==== Raw data ====

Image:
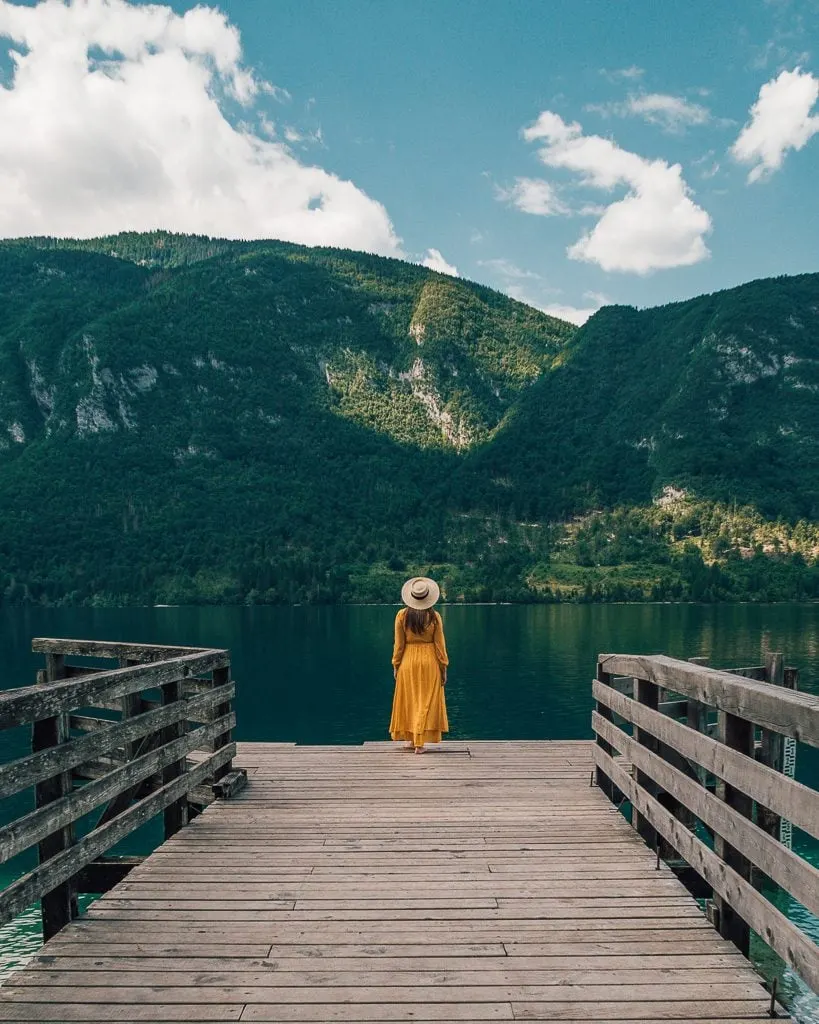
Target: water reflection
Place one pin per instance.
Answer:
(324, 675)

====

**Short exercise:**
Rewrite the items above with "pin" changed to "marker" and nothing else altered, and leave the pictures out.

**Expected answer:**
Image:
Target: water reflection
Place one marker per instance.
Answer:
(324, 675)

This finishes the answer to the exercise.